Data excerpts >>
▬▬▬▬▬▬▬▬▬▬

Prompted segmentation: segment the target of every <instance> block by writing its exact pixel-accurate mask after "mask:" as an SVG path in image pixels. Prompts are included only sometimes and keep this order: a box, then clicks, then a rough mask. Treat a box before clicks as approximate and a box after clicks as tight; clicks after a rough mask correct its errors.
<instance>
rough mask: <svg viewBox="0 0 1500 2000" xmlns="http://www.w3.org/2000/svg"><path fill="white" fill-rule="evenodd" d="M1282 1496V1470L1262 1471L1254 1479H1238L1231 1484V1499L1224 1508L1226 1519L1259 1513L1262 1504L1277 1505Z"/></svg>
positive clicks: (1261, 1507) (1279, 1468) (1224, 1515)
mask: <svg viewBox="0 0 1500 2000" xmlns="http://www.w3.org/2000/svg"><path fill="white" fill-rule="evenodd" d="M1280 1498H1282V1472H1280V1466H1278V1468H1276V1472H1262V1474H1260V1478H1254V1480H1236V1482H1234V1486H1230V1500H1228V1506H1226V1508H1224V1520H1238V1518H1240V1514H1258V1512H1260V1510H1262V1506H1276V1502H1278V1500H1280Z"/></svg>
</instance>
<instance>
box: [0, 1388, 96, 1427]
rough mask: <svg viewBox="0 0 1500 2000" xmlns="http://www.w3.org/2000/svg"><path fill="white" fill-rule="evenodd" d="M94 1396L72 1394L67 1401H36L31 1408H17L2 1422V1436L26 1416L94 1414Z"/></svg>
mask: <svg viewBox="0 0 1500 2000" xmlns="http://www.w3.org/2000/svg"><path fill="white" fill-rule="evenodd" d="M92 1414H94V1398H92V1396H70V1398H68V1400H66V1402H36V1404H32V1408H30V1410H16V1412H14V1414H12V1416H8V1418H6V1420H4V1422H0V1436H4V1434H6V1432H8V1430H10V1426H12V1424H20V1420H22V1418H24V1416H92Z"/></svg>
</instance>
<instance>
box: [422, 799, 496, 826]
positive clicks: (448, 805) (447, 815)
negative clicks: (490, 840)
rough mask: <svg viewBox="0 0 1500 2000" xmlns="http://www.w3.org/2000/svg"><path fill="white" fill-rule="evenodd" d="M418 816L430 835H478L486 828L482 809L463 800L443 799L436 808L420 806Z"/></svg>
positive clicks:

▬▬▬▬▬▬▬▬▬▬

Task objective >>
Return every record above exactly, line by line.

Task result >>
Prompted segmentation: segment the target of every <instance> block by writing its exact pixel-accurate mask after "mask:" as an SVG path in image pixels. Prompts are included only sometimes and keep this order: a box, then clicks, then a rough mask. Treat a box before clicks as approximate and a box after clicks as tight; clicks after a rough mask correct its errors.
<instance>
rough mask: <svg viewBox="0 0 1500 2000" xmlns="http://www.w3.org/2000/svg"><path fill="white" fill-rule="evenodd" d="M1282 1496V1470L1262 1471L1254 1479H1238L1231 1484V1499L1224 1508L1226 1519L1259 1513L1262 1504L1277 1505Z"/></svg>
positive clicks: (1261, 1507) (1279, 1468) (1224, 1515)
mask: <svg viewBox="0 0 1500 2000" xmlns="http://www.w3.org/2000/svg"><path fill="white" fill-rule="evenodd" d="M1280 1498H1282V1472H1280V1466H1278V1468H1276V1472H1262V1474H1260V1478H1254V1480H1236V1482H1234V1486H1230V1500H1228V1506H1226V1508H1224V1520H1238V1518H1240V1514H1258V1512H1260V1510H1262V1506H1276V1502H1278V1500H1280Z"/></svg>
</instance>
<instance>
box: [0, 1388, 96, 1427]
rough mask: <svg viewBox="0 0 1500 2000" xmlns="http://www.w3.org/2000/svg"><path fill="white" fill-rule="evenodd" d="M94 1396L72 1394L67 1401H36L31 1408H17L2 1422V1436L26 1416L94 1414Z"/></svg>
mask: <svg viewBox="0 0 1500 2000" xmlns="http://www.w3.org/2000/svg"><path fill="white" fill-rule="evenodd" d="M92 1414H94V1398H92V1396H70V1398H68V1400H66V1402H36V1404H32V1408H30V1410H16V1412H14V1414H12V1416H8V1418H6V1420H4V1422H0V1436H4V1434H6V1432H8V1430H10V1426H12V1424H20V1420H22V1418H24V1416H92Z"/></svg>
</instance>
<instance>
box: [422, 799, 496, 826]
positive clicks: (448, 805) (447, 815)
negative clicks: (490, 840)
rough mask: <svg viewBox="0 0 1500 2000" xmlns="http://www.w3.org/2000/svg"><path fill="white" fill-rule="evenodd" d="M418 816L430 835H478L486 828L482 809L463 800L443 799L436 808L420 806Z"/></svg>
positive clicks:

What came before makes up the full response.